Teks yang Ditampilkan:
Karena itu, berbagai serangan masif dilakukan terhadap Islam dan kaum Muslim agar mereka tidak bersatu. Serangan itu targetnya jelas, melakukan penyesatan berpikir dan politik umat, agar mereka tetap lemah, tak berdaya dan dijajah. Jumlah mereka banyak, tetapi seperti buih di tengah lautan.
Sesuai Fitrah Manusia

Manusia dilahirkan dengan fitrah yang sama, sama-sama membutuhkan satu dengan yang lain, lemah dan tidak berdaya. Karena itu, tidak ada manusia yang bisa hidup sendiri. Mereka membutuhkan orang lain, membutuhkan komunitas. Komunitas ini tumbuh dan berkembang, karena manusia diciptakan berpasangan, laki dan perempuan. Dari pasangan ini lahir suku, kabilah dan bangsa. Karena itu, fitrah manusia diciptakan oleh Allah bersuku-suku dan berbangsa-bangsa.

Tujuan:
1 - Jawablah pertanyaan berikut berdasarkan teks tentang fitrah manusia, dengan menandai setiap jawaban seperti pertanyaannya.
(a) Apa sasaran serangan masif terhadap Islam dan kaum Muslim?
(b) Bagaimana jumlah kaum Muslim digambarkan?
(c) Apa saja yang lahir dari pasangan laki-laki dan perempuan?
2 - Menurut teks tentang fitrah manusia, mengapa komunitas manusia dapat tumbuh dan berkembang? Jelaskan dalam satu sampai tiga kalimat.
3 - Lanjutkan teks tentang fitrah manusia mulai dari sesudah kalimat terakhirnya.
Baris-baris setelah ini sama sekali tidak diperlukan.

Data Mentah:
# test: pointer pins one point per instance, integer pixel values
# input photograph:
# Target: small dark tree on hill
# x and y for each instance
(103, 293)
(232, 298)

Jawaban Tertulis:
1 -
(a) Sasarannya adalah menyesatkan cara berpikir dan politik umat agar mereka tetap lemah, tak berdaya, dan dijajah.
(b) Jumlah mereka banyak, tetapi seperti buih di tengah lautan.
(c) Dari pasangan itu lahir suku, kabilah, dan bangsa.

2 - Komunitas manusia tumbuh dan berkembang karena manusia diciptakan berpasangan, yaitu laki-laki dan perempuan. Dari pasangan inilah lahir suku, kabilah, dan bangsa.

3 -
Meski demikian, Allah tidak menjadikan suku, kabilah dan bangsa ini sebagai standar tinggi, rendah, unggul dan tidaknya mereka. Tetapi, Allah telah menjadikan ketakwaan mereka sebagai standarnya. Karena itu, Nabi SAW mengecam kebanggaan jahiliyah, kebanggan kepada suku, kabilah dan bangsa.
Islam juga tidak menjadikan konsep nasionalisme sebagai pemersatu mereka. Karena persatuan seperti ini lemah. Sebaliknya, Islam menjadikan akidah Islam sebagai pemersatu mereka. Namun tidak berarti memaksa orang non-Muslim menjadi Muslim. Begitu juga sebaliknya. Tidak.
Mereka tetap dijaga dan dipertahankan identitas mereka, sebagai pemeluk agama mereka. Mereka tidak dipaksa murtad. Sebaliknya, mereka dibenarkan tetap memeluk agama mereka, makan, minum, berpakaian, menikah dan bercerai menggunakan agama mereka. Tetapi di luar itu, yang nota bene tidak diatur oleh agama mereka, mereka harus tunduk kepada hukum syariah. Ketundukan yang tidak membuat mereka kehilangan identitas agama mereka.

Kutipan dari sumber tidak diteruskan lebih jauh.